Provided data:
* * * *

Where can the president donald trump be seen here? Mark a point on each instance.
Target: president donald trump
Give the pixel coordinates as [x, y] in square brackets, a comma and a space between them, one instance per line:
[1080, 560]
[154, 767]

* * * *

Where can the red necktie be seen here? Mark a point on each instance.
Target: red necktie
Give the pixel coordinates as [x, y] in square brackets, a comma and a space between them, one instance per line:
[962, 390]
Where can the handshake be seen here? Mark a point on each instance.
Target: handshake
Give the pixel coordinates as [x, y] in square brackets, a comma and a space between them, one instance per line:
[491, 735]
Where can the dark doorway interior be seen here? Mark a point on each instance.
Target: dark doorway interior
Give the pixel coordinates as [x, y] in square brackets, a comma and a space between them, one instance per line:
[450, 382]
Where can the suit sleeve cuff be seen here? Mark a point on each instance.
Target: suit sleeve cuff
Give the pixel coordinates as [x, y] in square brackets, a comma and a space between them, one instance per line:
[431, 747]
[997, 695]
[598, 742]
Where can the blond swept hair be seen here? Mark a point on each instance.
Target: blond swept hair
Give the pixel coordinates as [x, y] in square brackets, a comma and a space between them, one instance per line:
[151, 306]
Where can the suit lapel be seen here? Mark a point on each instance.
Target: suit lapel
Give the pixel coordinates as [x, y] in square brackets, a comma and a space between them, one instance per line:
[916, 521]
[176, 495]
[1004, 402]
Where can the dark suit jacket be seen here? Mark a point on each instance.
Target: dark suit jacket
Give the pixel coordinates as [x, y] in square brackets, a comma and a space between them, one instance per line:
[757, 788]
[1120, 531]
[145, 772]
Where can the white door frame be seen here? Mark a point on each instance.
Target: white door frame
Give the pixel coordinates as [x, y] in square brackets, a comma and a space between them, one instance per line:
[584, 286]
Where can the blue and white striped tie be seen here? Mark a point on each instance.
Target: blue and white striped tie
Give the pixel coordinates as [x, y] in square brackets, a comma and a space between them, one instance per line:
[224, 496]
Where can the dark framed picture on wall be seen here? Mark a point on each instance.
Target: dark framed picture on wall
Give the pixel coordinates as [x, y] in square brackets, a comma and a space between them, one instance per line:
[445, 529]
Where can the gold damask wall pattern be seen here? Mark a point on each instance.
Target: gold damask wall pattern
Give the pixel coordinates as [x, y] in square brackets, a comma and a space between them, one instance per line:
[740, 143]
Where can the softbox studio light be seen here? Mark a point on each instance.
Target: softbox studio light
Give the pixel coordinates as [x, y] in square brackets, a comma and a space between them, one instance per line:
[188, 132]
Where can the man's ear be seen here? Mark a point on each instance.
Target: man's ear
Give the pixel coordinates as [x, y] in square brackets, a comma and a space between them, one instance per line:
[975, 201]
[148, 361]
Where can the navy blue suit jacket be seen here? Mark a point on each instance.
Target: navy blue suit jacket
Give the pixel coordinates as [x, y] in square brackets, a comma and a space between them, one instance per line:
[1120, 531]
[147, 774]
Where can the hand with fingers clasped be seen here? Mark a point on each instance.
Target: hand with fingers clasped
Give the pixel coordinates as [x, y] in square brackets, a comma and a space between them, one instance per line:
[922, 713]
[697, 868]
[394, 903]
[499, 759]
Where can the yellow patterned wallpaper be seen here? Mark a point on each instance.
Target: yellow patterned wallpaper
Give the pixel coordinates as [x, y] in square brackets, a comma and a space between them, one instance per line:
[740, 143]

* * * *

Task goal: With the line holding "Where can the dark suit" as the first and the line holding "Where can the blue" as the last, please transcribe exactly the lines of the material above in that range and nothing else.

Response to the exercise:
Where can the dark suit jacket be seen here? Mark a point on each instance.
Target: dark suit jacket
Give the pixel coordinates as [x, y] in square brackets, a comma and a space between them, one instance per line:
[757, 788]
[1120, 531]
[145, 772]
Where can the white door frame be seen here? Mark a point on each instance.
Target: white door frame
Give the pixel coordinates as [x, y] in square brackets, a comma and a space between them, one instance per line:
[584, 286]
Where can the blue and white striped tie be seen here? Mark a point on each instance.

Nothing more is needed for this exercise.